--- start TEXT BLOCK ---

![img](https://licensebuttons.net/l/by-nc-sa/3.0/88x31.png) Filippo Miatto (2024) 

# Lecture 1: Numerical tools

# 1. A bit of numpy

`Numpy` is one of the most popular python libraries for numerical math.

The most useful tool that I want to teach you is the function `np.einsum()`, but before we get there let's learn about arrays and axes. An array is a generalization of vectors and matrices. For us an array is a collection of numbers, where each number is identified by a set of integer coordinates.

The meaning that we attribute to the array depends on what we will use it for. Here's a couple examples:

1. A complex array with shape `(n,)` can be interpreted as a vector $v \in \mathbb{C}^n$.

2. A complex array with shape `(m,n)` can be interpreted as a rectangular matrix, i.e. a map $M : \mathbb{C}^n\rightarrow \mathbb{C}^m$, but it can also be interpreted as a vector $v \in \mathbb{C}^m\otimes \mathbb{C}^n$.

A generic array is simply a collection of numbers with multiple indices: $T_{ijklmn\dots}$, whose meaning depends on the context.

The number of indices is called the _order_ of the array, so column vectors are order-1 arrays, matrices are order-2 arrays etc...

Each index has a dimension (i.e. the number of distinct integer values that it can have), and the dimension does not have to be the same for all the indices, e.g. a rectangular matrix has two indices of different dimensions. If we call $d(j)$ the dimension of index $j$, then an array $T_{j_1,\dots,j_r}$ of order $r$ contains $d(j_1)\times d(j_2)\times\dots\times d(j_r)$ numbers, and so the total size of an array scales more or less exponentially with the number of indices, i.e. with the order.

--- end TEXT BLOCK ---
--- start RAW DATA ---

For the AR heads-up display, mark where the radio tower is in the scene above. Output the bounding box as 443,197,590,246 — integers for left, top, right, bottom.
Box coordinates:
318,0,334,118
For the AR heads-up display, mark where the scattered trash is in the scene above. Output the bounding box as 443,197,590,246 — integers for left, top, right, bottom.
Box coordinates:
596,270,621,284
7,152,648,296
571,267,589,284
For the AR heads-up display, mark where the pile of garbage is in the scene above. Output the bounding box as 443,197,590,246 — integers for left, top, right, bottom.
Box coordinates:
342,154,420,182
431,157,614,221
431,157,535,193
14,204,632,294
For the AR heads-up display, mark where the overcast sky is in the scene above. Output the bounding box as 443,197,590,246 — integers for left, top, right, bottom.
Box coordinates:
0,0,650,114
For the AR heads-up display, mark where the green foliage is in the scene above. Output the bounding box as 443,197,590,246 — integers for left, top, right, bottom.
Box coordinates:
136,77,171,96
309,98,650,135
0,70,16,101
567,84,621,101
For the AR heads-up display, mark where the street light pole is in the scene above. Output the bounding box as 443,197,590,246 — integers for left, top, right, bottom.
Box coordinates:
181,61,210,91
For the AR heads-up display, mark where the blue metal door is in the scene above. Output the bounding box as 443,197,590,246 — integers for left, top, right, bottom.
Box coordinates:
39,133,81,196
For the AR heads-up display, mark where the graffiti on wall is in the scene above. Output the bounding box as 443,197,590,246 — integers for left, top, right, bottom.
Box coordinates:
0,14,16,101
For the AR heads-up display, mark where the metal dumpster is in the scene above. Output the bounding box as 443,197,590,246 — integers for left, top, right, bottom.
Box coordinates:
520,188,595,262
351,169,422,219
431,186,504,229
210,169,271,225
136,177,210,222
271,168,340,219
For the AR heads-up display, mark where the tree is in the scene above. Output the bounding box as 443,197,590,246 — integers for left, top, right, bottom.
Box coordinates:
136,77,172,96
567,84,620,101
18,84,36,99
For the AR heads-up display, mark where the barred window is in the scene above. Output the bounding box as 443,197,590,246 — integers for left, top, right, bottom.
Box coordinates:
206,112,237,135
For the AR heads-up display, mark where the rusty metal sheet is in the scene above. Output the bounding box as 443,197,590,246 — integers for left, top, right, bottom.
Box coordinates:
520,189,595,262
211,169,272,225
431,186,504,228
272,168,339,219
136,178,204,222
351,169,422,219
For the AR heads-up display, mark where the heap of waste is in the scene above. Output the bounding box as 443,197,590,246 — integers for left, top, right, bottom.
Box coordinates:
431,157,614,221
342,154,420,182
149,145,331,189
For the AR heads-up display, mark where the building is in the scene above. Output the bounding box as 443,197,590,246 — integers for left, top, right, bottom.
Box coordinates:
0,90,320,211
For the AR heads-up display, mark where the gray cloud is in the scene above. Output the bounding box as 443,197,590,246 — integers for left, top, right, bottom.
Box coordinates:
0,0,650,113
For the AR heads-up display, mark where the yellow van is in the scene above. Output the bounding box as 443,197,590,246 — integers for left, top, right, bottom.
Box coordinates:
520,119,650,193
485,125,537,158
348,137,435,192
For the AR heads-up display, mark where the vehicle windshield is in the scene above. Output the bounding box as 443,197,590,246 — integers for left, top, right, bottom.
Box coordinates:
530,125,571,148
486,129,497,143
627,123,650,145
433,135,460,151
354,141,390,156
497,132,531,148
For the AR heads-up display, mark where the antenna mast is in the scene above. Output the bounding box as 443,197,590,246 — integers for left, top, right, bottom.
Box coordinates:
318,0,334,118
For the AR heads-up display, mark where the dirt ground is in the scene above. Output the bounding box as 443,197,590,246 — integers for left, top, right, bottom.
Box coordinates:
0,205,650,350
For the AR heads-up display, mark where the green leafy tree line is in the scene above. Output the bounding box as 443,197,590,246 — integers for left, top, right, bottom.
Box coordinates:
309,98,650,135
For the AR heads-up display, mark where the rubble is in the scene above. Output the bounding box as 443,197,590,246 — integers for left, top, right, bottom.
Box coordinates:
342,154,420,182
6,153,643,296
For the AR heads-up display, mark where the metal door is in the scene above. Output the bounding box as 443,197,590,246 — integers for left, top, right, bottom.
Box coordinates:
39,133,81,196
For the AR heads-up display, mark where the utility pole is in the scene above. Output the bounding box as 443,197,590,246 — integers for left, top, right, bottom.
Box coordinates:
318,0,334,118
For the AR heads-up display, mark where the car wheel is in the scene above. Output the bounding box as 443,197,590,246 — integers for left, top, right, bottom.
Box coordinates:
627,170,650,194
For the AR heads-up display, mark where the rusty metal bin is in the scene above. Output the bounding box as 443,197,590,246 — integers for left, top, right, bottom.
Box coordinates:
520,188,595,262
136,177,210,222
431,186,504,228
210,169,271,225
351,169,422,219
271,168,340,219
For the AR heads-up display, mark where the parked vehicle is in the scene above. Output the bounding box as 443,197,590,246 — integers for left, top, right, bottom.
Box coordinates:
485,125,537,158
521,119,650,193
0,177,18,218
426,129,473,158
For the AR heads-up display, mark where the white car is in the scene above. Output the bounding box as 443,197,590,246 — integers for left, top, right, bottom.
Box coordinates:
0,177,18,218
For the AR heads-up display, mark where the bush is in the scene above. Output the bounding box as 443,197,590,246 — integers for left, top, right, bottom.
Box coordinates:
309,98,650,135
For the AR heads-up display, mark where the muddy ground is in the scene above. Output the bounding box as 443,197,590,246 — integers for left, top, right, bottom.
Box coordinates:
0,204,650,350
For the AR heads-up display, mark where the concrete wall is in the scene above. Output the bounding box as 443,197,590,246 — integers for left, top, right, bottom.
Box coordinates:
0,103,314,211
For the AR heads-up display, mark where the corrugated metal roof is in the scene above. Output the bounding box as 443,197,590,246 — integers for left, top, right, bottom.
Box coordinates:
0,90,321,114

--- end RAW DATA ---

▶ _DIRECTIVE_
Write the next part of the numpy lecture, picking up after its last sentence. The material plays no part here.

▶ _WRITTEN ANSWER_
numpy provides powerful tools for handling arrays of any dimension. Here are key concepts for working with arrays:

- `shape`: A tuple containing the size of each dimension of the array. For example, a 2x3 matrix has shape (2,3). The length of the shape tuple gives the number of dimensions (order) of the array.

- `np.newaxis` (or `None`): Creates a new dimension of size 1 in an array. Useful for broadcasting and reshaping operations. Example: `v[:, None]` converts a vector into a column matrix with a single column.

- `Ellipsis` (`...`): A placeholder for any number of dimensions. Handy when you don't know the exact number of dimensions or want to keep trailing dimensions unchanged. Example: `T[..., 0]` selects the first element along the last dimension.

- `slice`: Provides efficient views into arrays without copying data. Syntax: `array[start:stop:step]`. Numpy creates a view by adjusting strides rather than copying memory.

- `Broadcasting`: Automatically aligns arrays of different shapes for operations. Rules: 1) Dimensions must match or be 1, 2) Missing dimensions are treated as 1. Example: `(3,)` array can broadcast with `(3,3)` matrix.

- `strides`: Memory layout information that determines how to traverse the array. Each dimension has a stride (bytes to skip). Understanding strides helps optimize memory access and enables advanced operations.

- `reshape`: Reorganizes array dimensions without changing data. Can split or combine dimensions. Example: `(6,)` → `(2,3)`. Use `-1` to automatically calculate a dimension size.

- `transpose`: Reorders dimensions of an array. Crucial for tensor operations and matrix manipulations. Example: `T.transpose(2,0,1)` reorders dimensions.

In [14]:
import numpy as np

# using None for new axes
v = np.array([1,2,3]) # a vector

v1 = v[:, None]
print(f'Adding a second index. New shape of the tensor is {v1.shape}:\n', v1, '\n')

v2 = v[None, :]
print(f'Adding a new first index. New shape of the tensor is {v2.shape}:\n', v2, '\n')

v3 = v[:, None, None]
print(f'Adding a second and third index. New shape of the tensor is {v3.shape}:\n', v3, '\n')

Adding a second index. New shape of the tensor is (3, 1):
 [[1]
 [2]
 [3]] 

Adding a new first index. New shape of the tensor is (1, 3):
 [[1 2 3]] 

Adding a second and third index. New shape of the tensor is (3, 1, 1):
 [[[1]]

 [[2]]

 [[3]]] 



In [15]:
# using new axes for broadcasting

v = np.array([1,2,3]) # a 3-dim vector
m = np.ones((3,3)) # a 3x3 matrix of ones

# compare:

print('broadcasting along index 1 (rows):')
print(v[None, :] * m, '\n')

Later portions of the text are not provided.